Top of Dataset content

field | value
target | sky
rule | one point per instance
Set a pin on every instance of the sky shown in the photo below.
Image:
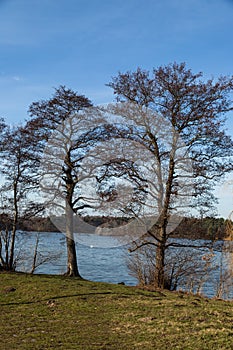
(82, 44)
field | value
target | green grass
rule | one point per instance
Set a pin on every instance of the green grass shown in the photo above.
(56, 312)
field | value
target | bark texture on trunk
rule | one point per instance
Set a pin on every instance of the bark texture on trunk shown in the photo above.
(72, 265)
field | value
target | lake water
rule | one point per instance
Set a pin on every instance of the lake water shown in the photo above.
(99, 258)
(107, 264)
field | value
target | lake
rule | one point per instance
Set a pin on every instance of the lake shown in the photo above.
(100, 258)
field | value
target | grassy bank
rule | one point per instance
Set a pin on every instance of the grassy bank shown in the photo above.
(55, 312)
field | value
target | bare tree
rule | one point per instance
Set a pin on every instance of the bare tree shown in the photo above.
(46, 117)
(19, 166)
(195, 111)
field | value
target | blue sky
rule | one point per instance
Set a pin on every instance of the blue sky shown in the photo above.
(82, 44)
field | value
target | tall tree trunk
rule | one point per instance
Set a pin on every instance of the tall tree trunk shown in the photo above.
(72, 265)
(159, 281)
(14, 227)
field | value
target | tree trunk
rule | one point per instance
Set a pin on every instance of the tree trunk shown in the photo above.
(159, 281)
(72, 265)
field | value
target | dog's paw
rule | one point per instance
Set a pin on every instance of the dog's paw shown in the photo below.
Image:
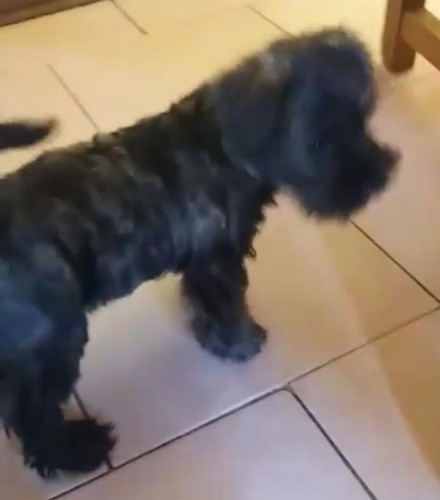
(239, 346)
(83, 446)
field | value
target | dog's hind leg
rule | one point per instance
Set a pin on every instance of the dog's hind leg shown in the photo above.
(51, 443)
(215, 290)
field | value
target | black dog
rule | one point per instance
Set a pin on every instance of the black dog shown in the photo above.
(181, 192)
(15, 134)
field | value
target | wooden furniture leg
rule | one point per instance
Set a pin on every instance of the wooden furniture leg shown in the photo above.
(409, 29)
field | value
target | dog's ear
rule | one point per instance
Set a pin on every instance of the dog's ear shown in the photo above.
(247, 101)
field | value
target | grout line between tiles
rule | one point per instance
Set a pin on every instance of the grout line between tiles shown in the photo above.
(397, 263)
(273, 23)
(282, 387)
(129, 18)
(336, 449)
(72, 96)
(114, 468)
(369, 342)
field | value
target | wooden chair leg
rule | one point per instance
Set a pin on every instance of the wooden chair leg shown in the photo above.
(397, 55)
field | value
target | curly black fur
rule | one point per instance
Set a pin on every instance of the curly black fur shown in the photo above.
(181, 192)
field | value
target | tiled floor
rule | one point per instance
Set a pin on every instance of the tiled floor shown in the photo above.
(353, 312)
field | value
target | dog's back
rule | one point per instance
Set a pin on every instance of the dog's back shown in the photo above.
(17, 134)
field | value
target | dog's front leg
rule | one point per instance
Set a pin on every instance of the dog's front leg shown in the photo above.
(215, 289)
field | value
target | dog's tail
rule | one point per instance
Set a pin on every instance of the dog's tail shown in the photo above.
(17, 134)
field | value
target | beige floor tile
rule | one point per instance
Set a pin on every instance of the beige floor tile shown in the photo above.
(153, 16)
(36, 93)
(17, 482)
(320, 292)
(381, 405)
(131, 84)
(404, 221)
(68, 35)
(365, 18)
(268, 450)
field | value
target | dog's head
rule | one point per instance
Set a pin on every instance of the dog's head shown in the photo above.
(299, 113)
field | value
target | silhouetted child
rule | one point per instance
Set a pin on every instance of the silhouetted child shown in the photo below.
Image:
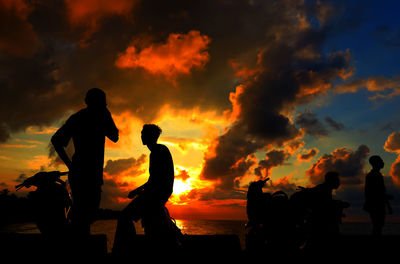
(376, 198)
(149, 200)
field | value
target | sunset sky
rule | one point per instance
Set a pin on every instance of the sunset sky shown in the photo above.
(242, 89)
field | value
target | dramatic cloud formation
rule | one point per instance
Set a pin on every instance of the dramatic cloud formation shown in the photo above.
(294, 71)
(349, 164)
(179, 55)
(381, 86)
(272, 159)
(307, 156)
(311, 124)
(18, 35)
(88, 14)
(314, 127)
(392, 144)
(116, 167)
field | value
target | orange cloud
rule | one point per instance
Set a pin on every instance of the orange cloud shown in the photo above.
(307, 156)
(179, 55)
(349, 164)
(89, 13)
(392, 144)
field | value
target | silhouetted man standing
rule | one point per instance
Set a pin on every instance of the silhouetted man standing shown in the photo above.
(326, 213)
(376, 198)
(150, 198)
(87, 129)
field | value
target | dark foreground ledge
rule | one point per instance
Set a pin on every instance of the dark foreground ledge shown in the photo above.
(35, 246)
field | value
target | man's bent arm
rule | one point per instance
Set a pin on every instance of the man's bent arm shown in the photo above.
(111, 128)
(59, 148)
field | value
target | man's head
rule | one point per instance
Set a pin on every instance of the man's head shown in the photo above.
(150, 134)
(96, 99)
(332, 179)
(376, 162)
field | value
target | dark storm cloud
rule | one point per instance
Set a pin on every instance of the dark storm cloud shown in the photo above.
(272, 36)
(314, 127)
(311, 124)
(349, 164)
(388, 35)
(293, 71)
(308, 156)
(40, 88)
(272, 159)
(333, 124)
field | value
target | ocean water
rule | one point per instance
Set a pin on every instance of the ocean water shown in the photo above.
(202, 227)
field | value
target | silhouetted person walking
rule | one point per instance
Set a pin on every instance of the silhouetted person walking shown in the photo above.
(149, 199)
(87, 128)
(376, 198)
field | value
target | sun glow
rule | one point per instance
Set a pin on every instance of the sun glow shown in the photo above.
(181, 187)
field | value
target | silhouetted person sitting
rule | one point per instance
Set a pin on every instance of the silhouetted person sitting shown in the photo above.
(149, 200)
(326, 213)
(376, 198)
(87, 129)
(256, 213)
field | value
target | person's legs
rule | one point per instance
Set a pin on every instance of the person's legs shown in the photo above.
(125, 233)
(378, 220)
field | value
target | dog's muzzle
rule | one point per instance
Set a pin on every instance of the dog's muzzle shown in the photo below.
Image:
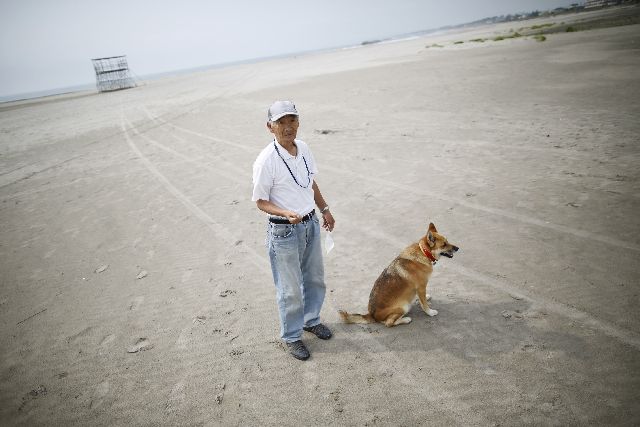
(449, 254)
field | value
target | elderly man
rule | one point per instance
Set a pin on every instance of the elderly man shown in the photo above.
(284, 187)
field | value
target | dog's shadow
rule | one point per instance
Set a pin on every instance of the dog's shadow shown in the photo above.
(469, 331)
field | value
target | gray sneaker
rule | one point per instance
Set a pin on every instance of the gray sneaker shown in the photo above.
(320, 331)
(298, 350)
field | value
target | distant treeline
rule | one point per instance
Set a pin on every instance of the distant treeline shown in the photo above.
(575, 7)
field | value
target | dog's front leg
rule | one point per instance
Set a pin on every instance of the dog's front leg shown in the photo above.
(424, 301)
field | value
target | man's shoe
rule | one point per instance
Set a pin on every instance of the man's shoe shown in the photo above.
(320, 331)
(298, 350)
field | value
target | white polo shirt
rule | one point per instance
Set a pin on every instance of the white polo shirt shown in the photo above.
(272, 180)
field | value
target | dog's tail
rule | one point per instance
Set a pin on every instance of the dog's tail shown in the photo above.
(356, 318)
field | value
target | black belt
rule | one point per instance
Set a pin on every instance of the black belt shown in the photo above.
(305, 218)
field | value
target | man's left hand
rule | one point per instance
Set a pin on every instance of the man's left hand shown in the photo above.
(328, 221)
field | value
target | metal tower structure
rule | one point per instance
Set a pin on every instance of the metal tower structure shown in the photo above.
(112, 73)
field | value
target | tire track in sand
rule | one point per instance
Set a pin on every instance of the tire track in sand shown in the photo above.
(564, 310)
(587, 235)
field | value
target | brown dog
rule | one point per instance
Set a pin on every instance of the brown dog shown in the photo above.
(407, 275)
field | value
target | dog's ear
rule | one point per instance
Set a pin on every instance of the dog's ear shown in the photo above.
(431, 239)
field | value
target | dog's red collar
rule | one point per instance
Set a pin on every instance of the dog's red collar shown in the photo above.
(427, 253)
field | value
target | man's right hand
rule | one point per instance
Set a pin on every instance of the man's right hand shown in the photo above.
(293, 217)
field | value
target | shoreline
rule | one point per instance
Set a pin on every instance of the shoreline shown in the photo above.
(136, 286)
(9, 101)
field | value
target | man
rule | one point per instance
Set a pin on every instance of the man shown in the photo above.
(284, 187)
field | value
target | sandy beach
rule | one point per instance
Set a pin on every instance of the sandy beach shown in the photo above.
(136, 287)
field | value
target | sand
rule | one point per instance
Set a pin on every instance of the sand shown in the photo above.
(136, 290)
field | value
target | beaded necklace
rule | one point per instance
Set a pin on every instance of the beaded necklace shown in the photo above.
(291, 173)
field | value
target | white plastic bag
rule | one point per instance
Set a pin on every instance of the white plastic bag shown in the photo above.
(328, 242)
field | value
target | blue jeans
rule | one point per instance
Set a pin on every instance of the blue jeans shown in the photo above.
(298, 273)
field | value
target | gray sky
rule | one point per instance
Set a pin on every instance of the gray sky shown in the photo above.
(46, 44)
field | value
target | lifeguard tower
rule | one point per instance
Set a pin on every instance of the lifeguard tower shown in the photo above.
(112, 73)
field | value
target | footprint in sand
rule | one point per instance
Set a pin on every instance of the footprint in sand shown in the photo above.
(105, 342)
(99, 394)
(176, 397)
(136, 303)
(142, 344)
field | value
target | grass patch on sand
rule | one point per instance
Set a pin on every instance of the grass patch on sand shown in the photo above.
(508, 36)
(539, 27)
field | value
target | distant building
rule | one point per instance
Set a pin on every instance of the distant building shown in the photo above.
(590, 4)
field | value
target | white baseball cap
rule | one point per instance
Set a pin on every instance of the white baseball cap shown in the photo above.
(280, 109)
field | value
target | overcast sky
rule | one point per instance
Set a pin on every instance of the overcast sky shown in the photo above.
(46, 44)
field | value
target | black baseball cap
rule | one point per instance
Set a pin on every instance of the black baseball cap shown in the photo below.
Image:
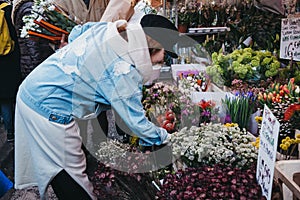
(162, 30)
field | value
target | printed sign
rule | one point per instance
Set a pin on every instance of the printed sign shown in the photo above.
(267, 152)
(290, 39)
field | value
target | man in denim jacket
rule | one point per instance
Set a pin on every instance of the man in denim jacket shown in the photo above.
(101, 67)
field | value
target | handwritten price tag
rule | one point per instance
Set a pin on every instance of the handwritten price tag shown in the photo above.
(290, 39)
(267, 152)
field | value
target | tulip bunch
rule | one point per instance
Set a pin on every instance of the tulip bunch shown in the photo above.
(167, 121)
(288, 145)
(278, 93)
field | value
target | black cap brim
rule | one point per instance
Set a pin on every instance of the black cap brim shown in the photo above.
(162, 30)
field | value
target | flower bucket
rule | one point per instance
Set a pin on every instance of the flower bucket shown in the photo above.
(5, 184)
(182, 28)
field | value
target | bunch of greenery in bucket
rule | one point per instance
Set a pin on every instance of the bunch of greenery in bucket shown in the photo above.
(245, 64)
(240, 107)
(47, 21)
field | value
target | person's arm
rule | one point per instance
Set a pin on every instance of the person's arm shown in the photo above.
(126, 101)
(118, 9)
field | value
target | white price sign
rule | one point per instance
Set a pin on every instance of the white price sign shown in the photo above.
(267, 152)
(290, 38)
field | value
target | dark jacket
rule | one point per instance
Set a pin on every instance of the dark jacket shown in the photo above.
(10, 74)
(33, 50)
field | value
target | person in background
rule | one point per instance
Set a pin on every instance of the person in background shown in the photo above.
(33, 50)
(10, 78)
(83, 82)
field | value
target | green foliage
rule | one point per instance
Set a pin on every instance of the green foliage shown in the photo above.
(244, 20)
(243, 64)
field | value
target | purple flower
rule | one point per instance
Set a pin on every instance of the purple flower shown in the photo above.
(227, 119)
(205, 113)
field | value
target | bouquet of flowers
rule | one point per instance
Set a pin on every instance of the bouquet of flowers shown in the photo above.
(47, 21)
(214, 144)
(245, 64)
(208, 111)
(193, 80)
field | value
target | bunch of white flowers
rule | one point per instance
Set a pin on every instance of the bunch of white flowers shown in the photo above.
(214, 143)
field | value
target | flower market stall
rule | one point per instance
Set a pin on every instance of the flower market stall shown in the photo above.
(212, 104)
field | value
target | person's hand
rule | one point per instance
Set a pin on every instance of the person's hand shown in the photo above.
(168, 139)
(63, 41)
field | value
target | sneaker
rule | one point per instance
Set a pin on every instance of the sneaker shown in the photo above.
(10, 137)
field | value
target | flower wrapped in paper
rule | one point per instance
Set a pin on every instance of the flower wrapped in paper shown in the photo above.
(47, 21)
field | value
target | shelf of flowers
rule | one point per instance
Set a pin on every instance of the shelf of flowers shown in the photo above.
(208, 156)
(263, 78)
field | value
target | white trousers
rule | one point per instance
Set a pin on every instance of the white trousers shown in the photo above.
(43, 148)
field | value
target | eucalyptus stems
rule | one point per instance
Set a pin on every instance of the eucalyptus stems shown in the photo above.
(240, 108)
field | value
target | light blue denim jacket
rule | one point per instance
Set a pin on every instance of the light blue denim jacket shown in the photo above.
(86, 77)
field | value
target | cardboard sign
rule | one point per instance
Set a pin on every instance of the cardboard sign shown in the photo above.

Bottom of Dataset content

Your instructions: Wherever the string "muzzle" occurs in the entries, copy that whole line.

Response for this exercise:
target | dog's muzzle
Set a pin on every instance of the dog's muzzle shown in the photo below.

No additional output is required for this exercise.